* _TASK_: Please return each of the entries below exactly as they appear.

═══ DATA EXTRACTS ═══

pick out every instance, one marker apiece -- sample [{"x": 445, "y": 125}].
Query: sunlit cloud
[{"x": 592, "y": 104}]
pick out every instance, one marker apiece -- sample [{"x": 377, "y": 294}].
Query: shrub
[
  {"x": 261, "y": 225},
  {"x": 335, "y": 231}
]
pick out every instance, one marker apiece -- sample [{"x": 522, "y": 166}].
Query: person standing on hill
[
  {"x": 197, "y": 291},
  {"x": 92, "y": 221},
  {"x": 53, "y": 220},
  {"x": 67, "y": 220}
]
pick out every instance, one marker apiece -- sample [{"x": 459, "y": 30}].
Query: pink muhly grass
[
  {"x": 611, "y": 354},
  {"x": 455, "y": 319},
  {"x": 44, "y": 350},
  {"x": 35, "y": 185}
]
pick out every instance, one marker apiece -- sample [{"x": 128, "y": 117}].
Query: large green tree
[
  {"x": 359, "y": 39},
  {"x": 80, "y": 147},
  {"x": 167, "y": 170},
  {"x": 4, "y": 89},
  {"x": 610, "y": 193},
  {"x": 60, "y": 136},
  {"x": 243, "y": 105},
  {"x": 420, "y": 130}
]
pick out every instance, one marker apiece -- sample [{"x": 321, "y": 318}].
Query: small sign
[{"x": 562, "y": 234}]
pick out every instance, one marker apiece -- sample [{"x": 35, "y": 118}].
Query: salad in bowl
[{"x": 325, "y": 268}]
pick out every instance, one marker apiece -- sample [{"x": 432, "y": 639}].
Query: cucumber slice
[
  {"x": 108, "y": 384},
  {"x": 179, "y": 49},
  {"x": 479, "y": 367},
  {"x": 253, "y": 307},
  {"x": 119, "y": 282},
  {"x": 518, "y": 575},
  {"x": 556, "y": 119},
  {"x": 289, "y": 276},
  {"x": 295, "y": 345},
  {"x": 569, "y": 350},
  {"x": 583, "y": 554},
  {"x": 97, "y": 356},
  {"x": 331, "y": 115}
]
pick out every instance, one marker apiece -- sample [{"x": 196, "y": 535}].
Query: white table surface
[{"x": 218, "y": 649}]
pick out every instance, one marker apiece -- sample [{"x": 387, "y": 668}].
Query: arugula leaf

═══

* _EXERCISE SOLUTION_:
pick out every instance, one marker apiece -- sample [{"x": 445, "y": 125}].
Query: sunlit cloud
[{"x": 592, "y": 104}]
pick out every instance, one marker apiece -- sample [{"x": 377, "y": 294}].
Query: shrub
[
  {"x": 261, "y": 225},
  {"x": 335, "y": 231}
]
pick out every instance, one marker apiece -- sample [{"x": 522, "y": 166}].
Query: person standing on hill
[
  {"x": 197, "y": 291},
  {"x": 92, "y": 221},
  {"x": 53, "y": 220},
  {"x": 67, "y": 220}
]
pick out every instance, one marker apiece -- sample [{"x": 459, "y": 30}].
Query: pink muhly grass
[
  {"x": 611, "y": 354},
  {"x": 455, "y": 319},
  {"x": 44, "y": 350},
  {"x": 35, "y": 185}
]
pick out every instance, one marker apiece -- sample [{"x": 128, "y": 117}].
Query: large green tree
[
  {"x": 359, "y": 39},
  {"x": 80, "y": 147},
  {"x": 167, "y": 170},
  {"x": 4, "y": 89},
  {"x": 610, "y": 193},
  {"x": 60, "y": 136},
  {"x": 243, "y": 105},
  {"x": 420, "y": 130}
]
pick out every instance, one marker apiece -- sample [{"x": 321, "y": 318}].
Query: small sign
[{"x": 562, "y": 234}]
pick out every instance, one marker apiece -- sample [{"x": 35, "y": 118}].
Query: salad in bowl
[{"x": 325, "y": 268}]
pick out every instance, one marker apiece -- sample [{"x": 432, "y": 639}].
Query: cucumber slice
[
  {"x": 108, "y": 384},
  {"x": 179, "y": 49},
  {"x": 479, "y": 367},
  {"x": 253, "y": 307},
  {"x": 119, "y": 282},
  {"x": 518, "y": 575},
  {"x": 556, "y": 119},
  {"x": 289, "y": 276},
  {"x": 295, "y": 345},
  {"x": 569, "y": 350},
  {"x": 583, "y": 554},
  {"x": 97, "y": 356},
  {"x": 331, "y": 115}
]
pick out every instance, one marker apiece -- sample [{"x": 196, "y": 535}].
Query: white table surface
[{"x": 218, "y": 649}]
pick out every instance, one marker apiece -- sample [{"x": 387, "y": 668}].
Query: arugula leaf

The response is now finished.